THE EXERCISE
Copy the entries below word for word, starting at the line containing "Locate every instance of the glass" and continuing to the end of the entries, with both ends included.

Object location annotation data:
——————
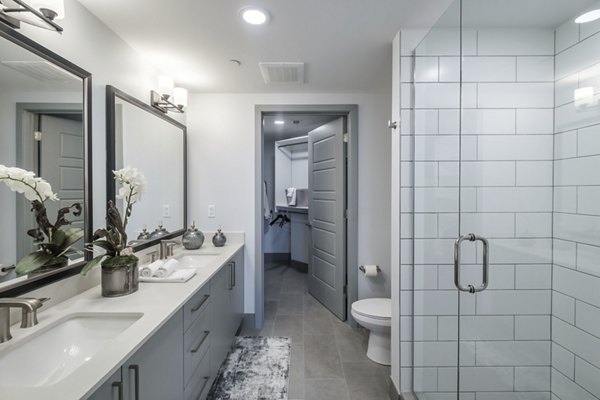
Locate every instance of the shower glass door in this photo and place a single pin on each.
(434, 109)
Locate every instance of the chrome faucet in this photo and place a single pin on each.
(166, 248)
(29, 309)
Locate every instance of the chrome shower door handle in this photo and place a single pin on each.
(471, 237)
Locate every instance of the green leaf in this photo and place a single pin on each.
(58, 238)
(93, 262)
(31, 262)
(72, 236)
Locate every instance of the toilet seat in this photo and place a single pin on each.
(375, 308)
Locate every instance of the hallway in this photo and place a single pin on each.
(329, 359)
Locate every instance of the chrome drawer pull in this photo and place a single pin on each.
(206, 379)
(195, 349)
(206, 296)
(119, 387)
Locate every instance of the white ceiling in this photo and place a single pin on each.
(295, 125)
(346, 44)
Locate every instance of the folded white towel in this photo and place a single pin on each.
(166, 269)
(290, 194)
(178, 276)
(183, 274)
(151, 269)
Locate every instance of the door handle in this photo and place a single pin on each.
(471, 237)
(136, 380)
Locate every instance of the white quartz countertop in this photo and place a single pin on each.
(156, 301)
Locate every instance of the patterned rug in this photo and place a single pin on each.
(257, 368)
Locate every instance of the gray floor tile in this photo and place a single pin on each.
(290, 305)
(321, 358)
(291, 326)
(296, 385)
(326, 389)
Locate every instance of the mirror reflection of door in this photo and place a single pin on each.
(54, 142)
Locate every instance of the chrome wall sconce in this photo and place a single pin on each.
(40, 13)
(168, 98)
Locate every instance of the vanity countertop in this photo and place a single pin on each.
(156, 301)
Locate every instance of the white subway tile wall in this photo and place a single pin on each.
(506, 195)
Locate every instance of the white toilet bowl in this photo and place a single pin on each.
(376, 316)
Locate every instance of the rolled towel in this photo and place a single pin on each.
(151, 269)
(166, 269)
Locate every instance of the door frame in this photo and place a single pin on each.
(350, 111)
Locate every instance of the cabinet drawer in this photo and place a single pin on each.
(201, 381)
(195, 306)
(196, 342)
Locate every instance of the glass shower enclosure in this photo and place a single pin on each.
(501, 163)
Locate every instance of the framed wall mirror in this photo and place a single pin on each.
(45, 128)
(142, 137)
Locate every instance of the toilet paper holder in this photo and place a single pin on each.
(362, 268)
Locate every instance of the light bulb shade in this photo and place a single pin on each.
(57, 6)
(165, 85)
(180, 97)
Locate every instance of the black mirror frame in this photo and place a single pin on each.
(20, 288)
(111, 94)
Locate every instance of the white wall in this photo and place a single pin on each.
(576, 269)
(222, 161)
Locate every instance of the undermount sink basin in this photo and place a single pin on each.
(197, 260)
(51, 354)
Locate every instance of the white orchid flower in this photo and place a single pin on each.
(25, 182)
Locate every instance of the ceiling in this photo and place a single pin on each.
(295, 125)
(346, 44)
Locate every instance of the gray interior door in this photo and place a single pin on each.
(61, 164)
(326, 213)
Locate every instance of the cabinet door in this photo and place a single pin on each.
(112, 389)
(221, 316)
(155, 371)
(237, 292)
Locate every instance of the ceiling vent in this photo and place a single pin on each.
(40, 70)
(282, 72)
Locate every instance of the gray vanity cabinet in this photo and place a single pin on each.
(154, 372)
(227, 308)
(181, 360)
(237, 291)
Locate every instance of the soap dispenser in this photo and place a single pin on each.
(193, 238)
(159, 232)
(144, 234)
(219, 238)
——————
ANSWER FOR THE TASK
Locate every instance of the glass shower enclosure in this photo and place a single pin on each.
(501, 163)
Locate every instance of the framed wall mirror in this photo and place a single pin on each.
(45, 128)
(142, 137)
Locate every instance of the toilet paper holder in this photo and place a single pin on each.
(362, 268)
Locate every instance of the light bulb shade in this photo and place a single pin on each.
(57, 6)
(165, 85)
(180, 97)
Locate every instance of the black mirror frame in this photo and place a single pin on each.
(20, 288)
(111, 94)
Locate every instance of the white wall in this photo and place a single pin on each.
(576, 269)
(222, 161)
Locate every instance of the undermount sink basin in this photo and place a single pin on each.
(197, 260)
(51, 354)
Locate every instance of the white orchid flower in this photo and place a single pin on each.
(25, 182)
Locate every instance of the ceiling in this photo and place a single pin on each.
(295, 125)
(346, 44)
Locate every instance of the gray interior door in this photo and place a single pin on each.
(61, 164)
(326, 213)
Locate every instance of the cabinet door in this photo and place a single pin on each.
(112, 389)
(221, 316)
(155, 371)
(237, 292)
Locate every instance of the ceiling vent in this photo and place a single pin on each.
(40, 70)
(282, 72)
Locate every instance of the gray vanity cabinet in this photo and place a single pin on each.
(154, 372)
(227, 308)
(181, 360)
(237, 291)
Locate every instance of the soap dispenser in this photo and place a single pin on each.
(193, 238)
(159, 232)
(144, 234)
(219, 238)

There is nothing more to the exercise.